(Data extracted from a collection)
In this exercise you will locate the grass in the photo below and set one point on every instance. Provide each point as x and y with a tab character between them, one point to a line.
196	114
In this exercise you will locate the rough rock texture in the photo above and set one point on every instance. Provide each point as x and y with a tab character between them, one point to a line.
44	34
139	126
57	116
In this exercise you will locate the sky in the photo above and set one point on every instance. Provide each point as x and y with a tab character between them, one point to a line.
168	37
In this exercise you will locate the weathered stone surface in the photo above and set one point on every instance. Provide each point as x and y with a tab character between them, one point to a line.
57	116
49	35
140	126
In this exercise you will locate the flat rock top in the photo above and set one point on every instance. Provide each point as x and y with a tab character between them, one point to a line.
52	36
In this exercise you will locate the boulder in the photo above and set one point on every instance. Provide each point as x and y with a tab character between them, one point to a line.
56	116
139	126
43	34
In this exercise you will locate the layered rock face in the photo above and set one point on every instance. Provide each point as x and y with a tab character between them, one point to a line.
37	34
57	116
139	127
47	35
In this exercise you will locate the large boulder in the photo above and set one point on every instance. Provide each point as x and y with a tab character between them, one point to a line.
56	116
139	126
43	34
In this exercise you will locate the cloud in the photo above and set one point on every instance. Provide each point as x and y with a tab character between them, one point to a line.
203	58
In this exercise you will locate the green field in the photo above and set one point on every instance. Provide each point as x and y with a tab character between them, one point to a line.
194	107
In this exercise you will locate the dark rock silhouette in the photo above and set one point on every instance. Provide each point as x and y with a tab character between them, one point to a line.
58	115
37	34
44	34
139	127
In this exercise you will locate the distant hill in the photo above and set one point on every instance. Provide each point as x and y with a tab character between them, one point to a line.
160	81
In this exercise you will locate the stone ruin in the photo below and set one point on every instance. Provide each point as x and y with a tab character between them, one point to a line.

**About this exercise:**
The records shown above are to be retyped exactly, with none omitted.

**Your response:**
In this exercise you will locate the grass in the photo below and set one point on every instance. Provide each point as x and y with a tab character between them, one point to a line.
196	114
In this exercise you will locate the rough rock texture in the photo above and set one point on every instance. Provide each point as x and y with a tab character between them, one point to a line.
44	34
139	126
57	116
In this exercise you will locate the sky in the photo above and set one point on every instance. Provide each point as x and y with a tab character between them, one point to a line.
168	37
In this exercise you will locate the weathered stone surface in the photo above and set one point on every instance. Provide each point as x and y with a tab character between them, one point to a line.
57	116
49	35
140	126
In this exercise you will locate the flat rock top in the photo above and set one point on every instance. Provide each point as x and y with a tab character between them, one point to a line.
52	36
In this exercise you will locate the boulder in the photo above and set one point on every instance. Provide each point as x and y with a tab character between them, one point to a line.
56	116
139	126
43	34
In this exercise you will locate the layered rock face in the photo above and set one point on every instance. Provide each point as x and y with a tab character between them, one point to a line.
37	34
57	116
139	127
47	35
In this exercise you will locate the large boulder in the photo above and set one point on every instance. Provide each point as x and y with a tab character between them, one point to a line.
56	116
139	126
43	34
In this exercise you will locate the cloud in the photo above and set one point on every instance. Provide each point as x and y with a tab character between them, one point to a line.
203	58
In this exercise you will locate the green field in the photo above and set one point on every instance. Provide each point as x and y with a tab character between them, one point to a line.
194	107
In this exercise you will locate the dark rock silhouette in the photo above and set one point on every instance. Provide each point as x and y with a tab character between them, one point to a line.
58	115
37	34
44	34
139	127
In this exercise you will locate the distant hill in the photo above and set one point on every instance. Provide each point as x and y with a tab character between them, one point to a line.
160	81
In this exercise you will locate the stone ruin in the photo below and set one point on every instance. Provide each point as x and y with a tab character between them, one point to a line.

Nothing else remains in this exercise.